Excerpts of bounding box data:
* * *
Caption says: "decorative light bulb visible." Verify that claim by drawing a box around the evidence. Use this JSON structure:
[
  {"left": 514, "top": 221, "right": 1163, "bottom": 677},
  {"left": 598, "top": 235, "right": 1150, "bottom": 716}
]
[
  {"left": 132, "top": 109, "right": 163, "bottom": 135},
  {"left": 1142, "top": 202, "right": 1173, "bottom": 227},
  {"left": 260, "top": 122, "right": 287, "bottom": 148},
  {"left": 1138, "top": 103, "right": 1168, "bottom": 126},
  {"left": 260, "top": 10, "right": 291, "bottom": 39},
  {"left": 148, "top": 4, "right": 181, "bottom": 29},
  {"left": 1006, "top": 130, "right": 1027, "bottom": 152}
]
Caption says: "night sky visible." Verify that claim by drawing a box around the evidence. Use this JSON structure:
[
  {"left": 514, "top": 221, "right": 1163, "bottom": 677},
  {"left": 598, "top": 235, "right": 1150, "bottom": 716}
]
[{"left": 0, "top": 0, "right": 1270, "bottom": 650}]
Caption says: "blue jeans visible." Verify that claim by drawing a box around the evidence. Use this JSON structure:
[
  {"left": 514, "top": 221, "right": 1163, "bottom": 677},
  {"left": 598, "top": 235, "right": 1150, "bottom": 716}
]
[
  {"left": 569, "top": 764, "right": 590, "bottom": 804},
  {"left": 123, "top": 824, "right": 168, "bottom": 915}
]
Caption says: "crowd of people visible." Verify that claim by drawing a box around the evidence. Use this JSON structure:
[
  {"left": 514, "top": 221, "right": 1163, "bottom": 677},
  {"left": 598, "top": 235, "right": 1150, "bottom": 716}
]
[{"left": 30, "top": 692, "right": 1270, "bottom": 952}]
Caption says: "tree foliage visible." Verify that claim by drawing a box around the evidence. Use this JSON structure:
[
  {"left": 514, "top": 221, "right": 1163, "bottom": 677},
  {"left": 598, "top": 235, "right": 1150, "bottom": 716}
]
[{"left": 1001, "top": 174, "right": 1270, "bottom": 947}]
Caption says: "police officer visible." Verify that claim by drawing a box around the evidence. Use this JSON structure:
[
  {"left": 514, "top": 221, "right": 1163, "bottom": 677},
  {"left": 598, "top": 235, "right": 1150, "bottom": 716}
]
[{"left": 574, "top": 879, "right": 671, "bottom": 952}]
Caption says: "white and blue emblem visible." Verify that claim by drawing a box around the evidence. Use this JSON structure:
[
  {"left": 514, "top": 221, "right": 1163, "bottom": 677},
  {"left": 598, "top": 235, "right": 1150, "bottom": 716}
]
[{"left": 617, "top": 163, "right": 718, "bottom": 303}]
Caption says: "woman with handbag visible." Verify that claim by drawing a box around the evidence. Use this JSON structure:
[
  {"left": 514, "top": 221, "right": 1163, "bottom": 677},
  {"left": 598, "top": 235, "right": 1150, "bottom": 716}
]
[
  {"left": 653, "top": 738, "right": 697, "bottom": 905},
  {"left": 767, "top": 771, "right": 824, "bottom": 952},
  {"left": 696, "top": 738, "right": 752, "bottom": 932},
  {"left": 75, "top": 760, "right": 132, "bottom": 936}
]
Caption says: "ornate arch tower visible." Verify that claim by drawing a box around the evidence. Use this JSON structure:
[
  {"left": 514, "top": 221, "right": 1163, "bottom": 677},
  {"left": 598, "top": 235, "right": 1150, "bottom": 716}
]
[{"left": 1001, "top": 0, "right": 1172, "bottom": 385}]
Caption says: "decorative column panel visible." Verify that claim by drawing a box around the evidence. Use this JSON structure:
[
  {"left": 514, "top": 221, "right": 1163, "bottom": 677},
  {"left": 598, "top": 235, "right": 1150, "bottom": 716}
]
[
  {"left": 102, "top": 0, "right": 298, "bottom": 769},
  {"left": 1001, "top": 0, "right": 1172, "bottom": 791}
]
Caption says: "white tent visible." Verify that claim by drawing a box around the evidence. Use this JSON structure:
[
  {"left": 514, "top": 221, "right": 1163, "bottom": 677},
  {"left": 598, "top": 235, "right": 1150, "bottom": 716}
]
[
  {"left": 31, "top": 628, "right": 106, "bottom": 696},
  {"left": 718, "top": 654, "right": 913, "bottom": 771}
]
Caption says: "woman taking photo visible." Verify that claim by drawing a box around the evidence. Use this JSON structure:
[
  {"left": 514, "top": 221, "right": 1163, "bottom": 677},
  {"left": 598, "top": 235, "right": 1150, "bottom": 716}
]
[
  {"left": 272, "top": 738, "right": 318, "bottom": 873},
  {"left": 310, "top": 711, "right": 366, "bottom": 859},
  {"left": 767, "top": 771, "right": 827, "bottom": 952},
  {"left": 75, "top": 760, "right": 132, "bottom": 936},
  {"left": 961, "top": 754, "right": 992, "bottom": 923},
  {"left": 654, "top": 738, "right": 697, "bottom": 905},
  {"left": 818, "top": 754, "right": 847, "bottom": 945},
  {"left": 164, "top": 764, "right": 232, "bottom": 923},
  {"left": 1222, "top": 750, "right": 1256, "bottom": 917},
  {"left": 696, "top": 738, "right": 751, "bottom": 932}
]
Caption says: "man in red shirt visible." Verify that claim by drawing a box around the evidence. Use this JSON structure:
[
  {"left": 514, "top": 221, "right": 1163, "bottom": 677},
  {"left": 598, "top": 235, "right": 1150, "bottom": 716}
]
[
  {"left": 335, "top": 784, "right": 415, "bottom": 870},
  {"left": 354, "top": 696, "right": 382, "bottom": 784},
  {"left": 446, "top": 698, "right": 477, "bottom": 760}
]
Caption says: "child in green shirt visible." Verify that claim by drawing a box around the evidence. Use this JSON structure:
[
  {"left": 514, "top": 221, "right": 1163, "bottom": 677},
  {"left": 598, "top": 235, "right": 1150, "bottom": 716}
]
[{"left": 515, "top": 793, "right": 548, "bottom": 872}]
* * *
- Description of the task
Return every line of the items above that contains the word "woman", matching case exactly.

- Solution for this problem
Caption says: "woman with handbag visible." Verify that claim by drawing a box around the evidence. Use this JSON structure:
Caption says: "woman taking photo visible." Verify that claim by drawing a box around the evidence. Use this JSON structure:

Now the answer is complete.